_PROBLEM TO SOLVE_: Copy out only the lines running from the one containing "the rocky ground?" down to the one containing "pixel 497 198", substituting "deepest" for every "innermost" and keeping everything else the same.

►

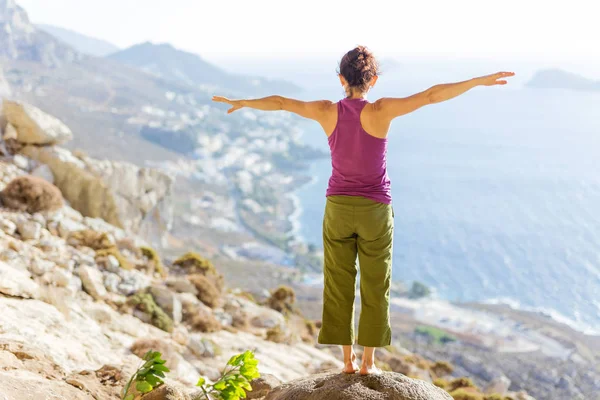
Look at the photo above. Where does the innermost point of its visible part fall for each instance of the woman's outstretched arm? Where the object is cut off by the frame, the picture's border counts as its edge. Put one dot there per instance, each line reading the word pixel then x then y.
pixel 394 107
pixel 307 109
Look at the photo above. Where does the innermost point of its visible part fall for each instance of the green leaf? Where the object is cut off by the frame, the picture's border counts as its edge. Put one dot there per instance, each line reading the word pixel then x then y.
pixel 143 387
pixel 160 367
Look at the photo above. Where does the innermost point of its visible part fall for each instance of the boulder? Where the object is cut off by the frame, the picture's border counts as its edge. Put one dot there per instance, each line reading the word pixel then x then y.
pixel 92 282
pixel 339 386
pixel 262 386
pixel 120 193
pixel 35 126
pixel 17 282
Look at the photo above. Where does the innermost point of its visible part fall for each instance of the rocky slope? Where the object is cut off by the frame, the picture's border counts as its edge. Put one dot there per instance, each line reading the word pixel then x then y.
pixel 83 299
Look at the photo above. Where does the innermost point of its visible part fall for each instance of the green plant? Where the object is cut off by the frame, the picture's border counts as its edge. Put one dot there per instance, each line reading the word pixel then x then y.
pixel 154 258
pixel 235 381
pixel 148 376
pixel 418 291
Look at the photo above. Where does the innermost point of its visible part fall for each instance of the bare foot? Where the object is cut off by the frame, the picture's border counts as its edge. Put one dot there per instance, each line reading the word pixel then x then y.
pixel 351 367
pixel 366 369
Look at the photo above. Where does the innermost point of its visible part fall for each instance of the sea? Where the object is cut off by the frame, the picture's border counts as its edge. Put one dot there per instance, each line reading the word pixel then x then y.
pixel 496 193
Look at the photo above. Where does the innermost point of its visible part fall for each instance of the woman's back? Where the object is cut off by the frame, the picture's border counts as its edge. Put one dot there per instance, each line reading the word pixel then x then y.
pixel 359 162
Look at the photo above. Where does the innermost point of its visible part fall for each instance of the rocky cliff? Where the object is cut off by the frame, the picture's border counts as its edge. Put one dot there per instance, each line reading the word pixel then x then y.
pixel 20 40
pixel 120 193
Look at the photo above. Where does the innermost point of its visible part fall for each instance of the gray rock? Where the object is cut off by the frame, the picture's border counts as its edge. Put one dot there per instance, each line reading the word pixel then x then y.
pixel 168 301
pixel 262 386
pixel 21 162
pixel 111 282
pixel 43 171
pixel 498 385
pixel 39 267
pixel 29 230
pixel 91 279
pixel 17 282
pixel 8 227
pixel 339 386
pixel 35 126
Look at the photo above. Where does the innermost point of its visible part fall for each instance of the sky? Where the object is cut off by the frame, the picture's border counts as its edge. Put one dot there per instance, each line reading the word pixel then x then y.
pixel 542 29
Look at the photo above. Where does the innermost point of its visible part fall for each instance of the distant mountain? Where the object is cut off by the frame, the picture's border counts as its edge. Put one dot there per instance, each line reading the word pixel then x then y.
pixel 80 42
pixel 559 79
pixel 20 40
pixel 163 60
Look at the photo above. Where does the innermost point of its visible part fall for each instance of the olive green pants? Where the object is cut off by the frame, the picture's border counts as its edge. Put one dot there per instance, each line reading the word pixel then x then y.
pixel 354 227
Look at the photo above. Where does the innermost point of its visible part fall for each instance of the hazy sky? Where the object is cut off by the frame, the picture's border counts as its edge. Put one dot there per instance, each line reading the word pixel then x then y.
pixel 548 29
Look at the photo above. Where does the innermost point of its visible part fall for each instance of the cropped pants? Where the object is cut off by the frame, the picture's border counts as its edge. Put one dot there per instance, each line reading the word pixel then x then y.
pixel 357 227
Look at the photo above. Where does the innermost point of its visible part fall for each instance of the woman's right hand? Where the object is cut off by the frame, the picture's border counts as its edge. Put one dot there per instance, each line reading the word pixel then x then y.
pixel 494 79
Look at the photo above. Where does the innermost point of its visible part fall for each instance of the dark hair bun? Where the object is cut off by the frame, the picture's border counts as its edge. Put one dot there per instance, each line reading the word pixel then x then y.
pixel 359 67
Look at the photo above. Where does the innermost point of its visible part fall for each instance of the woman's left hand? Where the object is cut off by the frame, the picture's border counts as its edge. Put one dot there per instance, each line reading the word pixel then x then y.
pixel 235 104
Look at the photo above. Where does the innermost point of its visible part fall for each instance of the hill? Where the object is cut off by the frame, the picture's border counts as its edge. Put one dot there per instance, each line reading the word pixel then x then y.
pixel 80 42
pixel 165 61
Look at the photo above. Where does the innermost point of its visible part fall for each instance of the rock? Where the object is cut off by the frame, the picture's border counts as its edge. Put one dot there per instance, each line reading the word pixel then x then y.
pixel 29 230
pixel 91 279
pixel 167 392
pixel 39 267
pixel 116 192
pixel 338 386
pixel 498 385
pixel 181 285
pixel 60 277
pixel 111 282
pixel 35 126
pixel 31 194
pixel 24 385
pixel 43 171
pixel 168 302
pixel 10 132
pixel 262 386
pixel 17 282
pixel 21 162
pixel 8 227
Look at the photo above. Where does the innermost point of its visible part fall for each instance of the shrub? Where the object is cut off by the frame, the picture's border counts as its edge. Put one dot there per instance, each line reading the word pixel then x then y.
pixel 494 396
pixel 144 302
pixel 194 263
pixel 442 368
pixel 208 293
pixel 418 291
pixel 143 346
pixel 465 394
pixel 114 251
pixel 154 259
pixel 282 299
pixel 459 383
pixel 148 376
pixel 31 194
pixel 90 238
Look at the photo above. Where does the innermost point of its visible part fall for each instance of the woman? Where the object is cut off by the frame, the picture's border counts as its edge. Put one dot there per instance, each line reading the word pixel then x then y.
pixel 359 218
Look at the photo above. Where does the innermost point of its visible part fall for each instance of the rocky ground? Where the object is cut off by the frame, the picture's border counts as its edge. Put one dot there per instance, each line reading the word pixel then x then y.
pixel 83 299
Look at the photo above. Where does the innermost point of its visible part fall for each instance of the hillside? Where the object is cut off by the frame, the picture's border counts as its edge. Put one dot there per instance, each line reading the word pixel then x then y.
pixel 163 60
pixel 559 79
pixel 80 42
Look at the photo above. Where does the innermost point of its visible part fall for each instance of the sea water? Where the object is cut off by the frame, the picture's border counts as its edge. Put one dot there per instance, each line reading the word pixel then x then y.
pixel 497 198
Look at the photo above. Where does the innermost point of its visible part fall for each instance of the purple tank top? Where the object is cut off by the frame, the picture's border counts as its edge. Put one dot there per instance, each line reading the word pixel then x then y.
pixel 358 160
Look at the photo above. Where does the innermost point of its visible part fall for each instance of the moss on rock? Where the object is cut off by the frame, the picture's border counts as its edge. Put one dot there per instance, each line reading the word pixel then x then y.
pixel 144 302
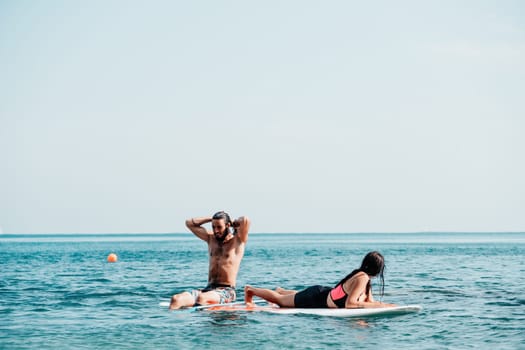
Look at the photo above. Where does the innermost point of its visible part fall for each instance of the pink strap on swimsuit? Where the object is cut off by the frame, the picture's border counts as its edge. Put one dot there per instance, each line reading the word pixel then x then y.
pixel 337 292
pixel 339 296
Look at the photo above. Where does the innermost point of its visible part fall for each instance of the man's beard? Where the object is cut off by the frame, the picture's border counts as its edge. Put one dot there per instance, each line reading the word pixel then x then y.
pixel 222 237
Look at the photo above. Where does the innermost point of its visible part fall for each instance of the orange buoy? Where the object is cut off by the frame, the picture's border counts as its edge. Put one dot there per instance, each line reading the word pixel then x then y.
pixel 112 257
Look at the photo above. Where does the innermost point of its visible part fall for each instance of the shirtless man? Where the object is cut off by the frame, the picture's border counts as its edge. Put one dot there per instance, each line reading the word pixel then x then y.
pixel 226 242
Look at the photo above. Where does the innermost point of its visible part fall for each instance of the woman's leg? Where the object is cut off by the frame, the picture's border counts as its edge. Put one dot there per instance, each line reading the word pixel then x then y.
pixel 286 300
pixel 283 291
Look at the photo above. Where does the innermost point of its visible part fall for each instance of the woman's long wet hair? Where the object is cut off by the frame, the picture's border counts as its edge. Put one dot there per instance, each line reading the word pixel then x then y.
pixel 373 265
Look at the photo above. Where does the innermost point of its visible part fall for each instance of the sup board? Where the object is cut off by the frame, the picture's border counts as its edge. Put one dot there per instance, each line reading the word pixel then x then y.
pixel 363 312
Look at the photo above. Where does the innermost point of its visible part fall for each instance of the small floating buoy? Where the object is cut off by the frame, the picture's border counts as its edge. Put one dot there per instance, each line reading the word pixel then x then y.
pixel 112 257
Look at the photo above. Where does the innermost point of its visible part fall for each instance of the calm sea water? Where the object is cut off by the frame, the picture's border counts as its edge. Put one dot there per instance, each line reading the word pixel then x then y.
pixel 58 291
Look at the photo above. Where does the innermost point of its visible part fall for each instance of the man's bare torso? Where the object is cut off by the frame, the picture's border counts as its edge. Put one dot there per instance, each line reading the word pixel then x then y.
pixel 225 260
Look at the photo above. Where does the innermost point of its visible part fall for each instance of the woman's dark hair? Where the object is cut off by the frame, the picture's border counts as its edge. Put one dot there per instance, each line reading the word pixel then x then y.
pixel 373 265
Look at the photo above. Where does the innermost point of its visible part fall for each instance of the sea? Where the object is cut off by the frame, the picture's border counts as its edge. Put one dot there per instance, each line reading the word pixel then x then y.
pixel 59 292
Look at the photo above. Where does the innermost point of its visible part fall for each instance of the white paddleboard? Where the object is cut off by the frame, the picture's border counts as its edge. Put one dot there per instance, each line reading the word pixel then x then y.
pixel 382 311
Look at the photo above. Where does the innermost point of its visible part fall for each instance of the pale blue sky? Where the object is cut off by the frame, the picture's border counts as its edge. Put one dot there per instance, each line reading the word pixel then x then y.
pixel 307 116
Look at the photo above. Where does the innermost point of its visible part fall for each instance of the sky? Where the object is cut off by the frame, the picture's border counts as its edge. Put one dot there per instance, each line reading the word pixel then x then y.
pixel 305 116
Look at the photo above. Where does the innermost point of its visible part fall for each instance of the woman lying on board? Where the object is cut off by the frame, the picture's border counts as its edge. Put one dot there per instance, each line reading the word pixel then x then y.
pixel 353 291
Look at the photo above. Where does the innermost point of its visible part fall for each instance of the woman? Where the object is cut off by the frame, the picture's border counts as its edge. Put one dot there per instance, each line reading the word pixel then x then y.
pixel 353 291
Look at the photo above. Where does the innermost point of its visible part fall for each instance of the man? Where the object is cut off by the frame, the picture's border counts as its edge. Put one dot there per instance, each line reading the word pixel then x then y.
pixel 226 242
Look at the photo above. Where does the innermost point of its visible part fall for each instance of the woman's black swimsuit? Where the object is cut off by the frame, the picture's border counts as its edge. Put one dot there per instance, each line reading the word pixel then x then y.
pixel 313 297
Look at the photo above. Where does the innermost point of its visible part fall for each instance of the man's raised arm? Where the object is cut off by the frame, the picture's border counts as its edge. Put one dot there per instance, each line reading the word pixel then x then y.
pixel 242 225
pixel 194 225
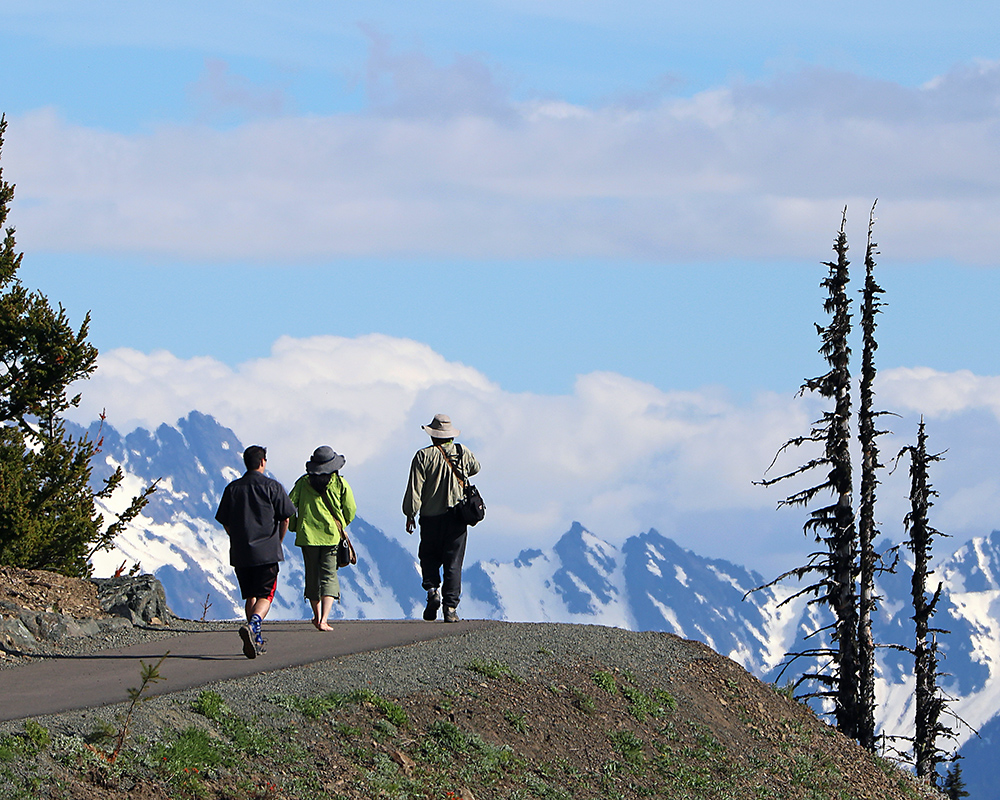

◄

_ANSWER TO THE EXERCISE_:
Look at the photo above. Where does the deepest point of its visible part fall for each instance of the rocky ground? Where the object is cut off by the frame, the picture's border counts as its edge. Put one dot there per instance, each line reading the word pixel then x then y.
pixel 83 299
Look at the photo above. Where does the deepest point of its visible part fall for each instance of the hillside? Where the object is cut off by the frame, the picture's border counts as its edge. Put one dot there per instance, each line reading the word pixel then x then y.
pixel 163 60
pixel 559 79
pixel 80 42
Look at the photo above. Where does the deepest point of its visible part fall for each instance of the sea water? Where the object is cut off by the frame, the picture's border counts as its edge. Put one dot there per instance, each line reading the word pixel then x then y.
pixel 497 198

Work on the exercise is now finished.